>>>>>

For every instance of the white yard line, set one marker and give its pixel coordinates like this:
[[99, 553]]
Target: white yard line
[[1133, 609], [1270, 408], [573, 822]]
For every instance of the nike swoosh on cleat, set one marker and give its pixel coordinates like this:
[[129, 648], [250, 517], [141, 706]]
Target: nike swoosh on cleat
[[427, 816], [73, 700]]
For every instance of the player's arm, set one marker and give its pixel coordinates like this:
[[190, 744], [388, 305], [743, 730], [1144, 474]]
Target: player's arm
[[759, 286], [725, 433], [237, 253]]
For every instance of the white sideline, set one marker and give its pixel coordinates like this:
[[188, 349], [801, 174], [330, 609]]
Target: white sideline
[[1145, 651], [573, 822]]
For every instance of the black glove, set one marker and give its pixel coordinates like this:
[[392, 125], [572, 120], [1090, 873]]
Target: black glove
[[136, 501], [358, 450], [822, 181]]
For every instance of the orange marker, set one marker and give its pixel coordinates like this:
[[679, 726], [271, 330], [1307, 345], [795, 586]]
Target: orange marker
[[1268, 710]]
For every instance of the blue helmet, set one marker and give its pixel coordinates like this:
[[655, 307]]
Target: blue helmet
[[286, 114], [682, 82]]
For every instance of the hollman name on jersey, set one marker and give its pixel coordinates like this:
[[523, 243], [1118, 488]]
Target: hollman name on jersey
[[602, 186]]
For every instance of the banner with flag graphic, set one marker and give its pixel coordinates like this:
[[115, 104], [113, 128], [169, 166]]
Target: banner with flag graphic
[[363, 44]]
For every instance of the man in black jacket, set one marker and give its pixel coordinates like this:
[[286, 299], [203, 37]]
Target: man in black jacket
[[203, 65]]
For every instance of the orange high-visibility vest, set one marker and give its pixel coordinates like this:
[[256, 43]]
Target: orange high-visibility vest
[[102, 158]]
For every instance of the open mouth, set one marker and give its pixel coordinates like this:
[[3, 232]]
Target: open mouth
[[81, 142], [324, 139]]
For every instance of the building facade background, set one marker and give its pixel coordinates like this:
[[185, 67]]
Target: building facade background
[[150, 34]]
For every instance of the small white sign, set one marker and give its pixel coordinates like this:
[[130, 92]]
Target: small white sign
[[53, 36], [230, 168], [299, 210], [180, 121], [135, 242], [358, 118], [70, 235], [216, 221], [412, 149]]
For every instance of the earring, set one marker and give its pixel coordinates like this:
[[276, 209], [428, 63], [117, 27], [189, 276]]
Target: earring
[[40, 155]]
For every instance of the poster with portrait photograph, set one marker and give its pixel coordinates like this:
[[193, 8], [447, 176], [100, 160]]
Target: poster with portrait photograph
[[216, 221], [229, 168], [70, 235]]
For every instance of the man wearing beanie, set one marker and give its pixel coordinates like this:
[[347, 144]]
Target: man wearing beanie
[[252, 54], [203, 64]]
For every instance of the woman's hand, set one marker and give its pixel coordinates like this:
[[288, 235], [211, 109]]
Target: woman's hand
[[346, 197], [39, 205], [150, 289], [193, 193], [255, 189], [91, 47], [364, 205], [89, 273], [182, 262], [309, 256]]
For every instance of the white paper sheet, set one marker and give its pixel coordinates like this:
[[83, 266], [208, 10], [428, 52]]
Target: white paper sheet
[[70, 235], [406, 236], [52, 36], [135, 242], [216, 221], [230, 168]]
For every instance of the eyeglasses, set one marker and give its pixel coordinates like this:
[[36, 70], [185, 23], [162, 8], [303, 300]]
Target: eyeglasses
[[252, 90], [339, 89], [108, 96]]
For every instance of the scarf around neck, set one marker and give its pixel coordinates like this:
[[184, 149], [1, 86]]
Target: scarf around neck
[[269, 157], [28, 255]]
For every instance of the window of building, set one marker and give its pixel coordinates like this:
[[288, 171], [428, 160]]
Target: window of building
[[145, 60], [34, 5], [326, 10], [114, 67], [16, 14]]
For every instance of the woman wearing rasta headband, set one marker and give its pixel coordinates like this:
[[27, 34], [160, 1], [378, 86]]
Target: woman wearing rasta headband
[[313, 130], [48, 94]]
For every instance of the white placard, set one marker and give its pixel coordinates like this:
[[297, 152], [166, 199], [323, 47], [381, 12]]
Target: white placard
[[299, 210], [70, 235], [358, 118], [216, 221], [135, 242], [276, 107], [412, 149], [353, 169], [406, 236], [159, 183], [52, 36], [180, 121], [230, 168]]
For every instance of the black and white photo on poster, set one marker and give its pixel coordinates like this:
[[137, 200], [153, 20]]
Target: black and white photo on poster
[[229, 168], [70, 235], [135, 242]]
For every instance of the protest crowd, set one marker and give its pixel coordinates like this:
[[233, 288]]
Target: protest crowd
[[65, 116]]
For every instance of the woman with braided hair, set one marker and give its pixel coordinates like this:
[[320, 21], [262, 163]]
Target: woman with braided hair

<<<<<

Render every line of the listing above as a numbered list, leaving out any blank lines.

1. For every instance of the white yard line, set one marker and give its pixel coordinates like this:
2. [[99, 553]]
3. Target: white yard line
4. [[1133, 609], [1270, 408], [573, 822]]
5. For every instance of the nike swoosh on cleat, set one marker and give its pixel coordinates like this:
6. [[129, 648], [250, 517], [141, 706]]
7. Target: nike swoosh on cleat
8. [[427, 816], [73, 700]]
9. For every instance of the player's arm, set one marker and give its pixel coordinates like this:
10. [[190, 744], [388, 305], [743, 730], [1144, 474]]
11. Target: player's arm
12. [[759, 286], [725, 433], [237, 253]]
13. For every instance of the white sideline, set one marker and give its pixel coordinates like this:
14. [[188, 349], [801, 174], [330, 609]]
15. Target: white sideline
16. [[1145, 651], [573, 822]]
17. For every instance of the black glove, set one marker and give its pixel coordinates like this:
18. [[392, 125], [572, 120], [1090, 873]]
19. Target: black glove
20. [[136, 501], [358, 450], [822, 181]]
21. For every instance of the orange marker, set one marker and give its pixel coordinates like this:
22. [[679, 726], [271, 330], [1307, 345], [795, 586]]
23. Target: orange marker
24. [[1268, 710]]
25. For every instance of the blue helmet, set one marker and give its pixel coordinates like this:
26. [[655, 307]]
27. Target: blue helmet
28. [[286, 114], [682, 82]]
29. For every instance of the hollman name on jersey, set one marker and give its pixel coordinates like this:
30. [[523, 243], [1118, 488]]
31. Target: hollman name on jersey
32. [[602, 186]]
33. For every instance of the banner with flag graphic, set one marker and give its pixel coordinates like this:
34. [[115, 104], [113, 128], [169, 166]]
35. Target: banner with flag graphic
36. [[363, 44]]
37. For every instance of the man in black jacket, set one marker and give its pixel coordinates like this:
38. [[286, 299], [203, 37]]
39. Target: man in black jacket
40. [[203, 65]]
41. For every instance of the orange high-visibility vest, set one marker and give its pixel coordinates like this:
42. [[256, 43]]
43. Target: orange high-visibility vest
44. [[102, 158]]
45. For every instance of the open mouth, set one marker and give its pixel coordinates like this:
46. [[3, 232]]
47. Target: open mouth
48. [[81, 142], [324, 139]]
49. For every instance of the building facade background, set one marker and give its pixel coordinates like this:
50. [[185, 67]]
51. Target: building facade background
52. [[150, 34]]
53. For every instance of the small white sign, set one marker and give its pixel coordinates like this:
54. [[130, 92]]
55. Target: small white sign
56. [[53, 36], [230, 168], [299, 210], [180, 121], [135, 242], [358, 118], [70, 235], [216, 221], [412, 149]]
57. For every instance of the earring, set one marker and give its pixel coordinates like this:
58. [[276, 209], [428, 63], [117, 27], [189, 276]]
59. Target: earring
60. [[40, 155]]
61. For every instance of the poster with portrait photograph, set one marker and give its pixel coordinates like this:
62. [[193, 8], [447, 176], [100, 160]]
63. Target: poster with portrait photograph
64. [[216, 221], [229, 168], [70, 235]]
65. For every instance of the man wearing beanie, set one marker and give its pixel coordinates like this:
66. [[347, 144]]
67. Target: man wearing beanie
68. [[252, 54], [203, 64]]
69. For every instance of the woman's hand, set one marker and give its pixel coordinates like this:
70. [[288, 235], [211, 109]]
71. Target: woman's hand
72. [[346, 197], [39, 205], [150, 289], [193, 193], [255, 189], [91, 47], [364, 205], [89, 273], [182, 262], [309, 256]]
73. For every instance of the white paper sheet, set one marker and give its pixel coordinates like this:
74. [[83, 266], [208, 10], [428, 52]]
75. Target: white paper sheet
76. [[70, 235], [406, 236], [52, 36], [135, 242], [216, 221], [230, 168]]
77. For every instance of the eyeglasses, set one marker and give its pixel coordinates like this:
78. [[36, 70], [185, 23], [162, 8], [303, 300]]
79. Target: eyeglasses
80. [[252, 90], [339, 89], [108, 96]]
81. For every instance of the scarf around neck, set one marker and give its pixel coordinates like this:
82. [[184, 149], [1, 86]]
83. Target: scarf around neck
84. [[269, 157], [28, 255]]
85. For every instance of the window of building, set one marker and give its pixel coordinates like this:
86. [[288, 171], [428, 160]]
87. Target: window of building
88. [[145, 60], [34, 5], [326, 10], [114, 67], [16, 14]]
89. For every instance of the woman wearing rasta headband, set one marker and give its pixel coordinates like this:
90. [[27, 34], [160, 1], [378, 86]]
91. Target: woman wearing rasta headband
92. [[313, 130], [48, 94]]
93. For every instance of the white placard, set one marker and give its pixel coordinates like this:
94. [[297, 152], [166, 199], [323, 47], [381, 12]]
95. Target: white placard
96. [[299, 210], [70, 235], [358, 118], [216, 221], [135, 242], [276, 107], [412, 149], [353, 169], [406, 236], [159, 183], [52, 36], [180, 121], [230, 168]]
97. For every instance of the black and white photo on poster, set one marker and give its pixel coordinates like this:
98. [[137, 200], [153, 20]]
99. Target: black and white photo on poster
100. [[229, 168], [70, 235], [135, 242]]
101. For every instance of the protest crowd, set one marker and give its pixel coordinates like this:
102. [[233, 288]]
103. Target: protest crowd
104. [[65, 116]]
105. For every instance of the woman with braided hair, set one marker and give its pixel coordinates like this:
106. [[320, 21], [262, 163]]
107. Target: woman with braided hair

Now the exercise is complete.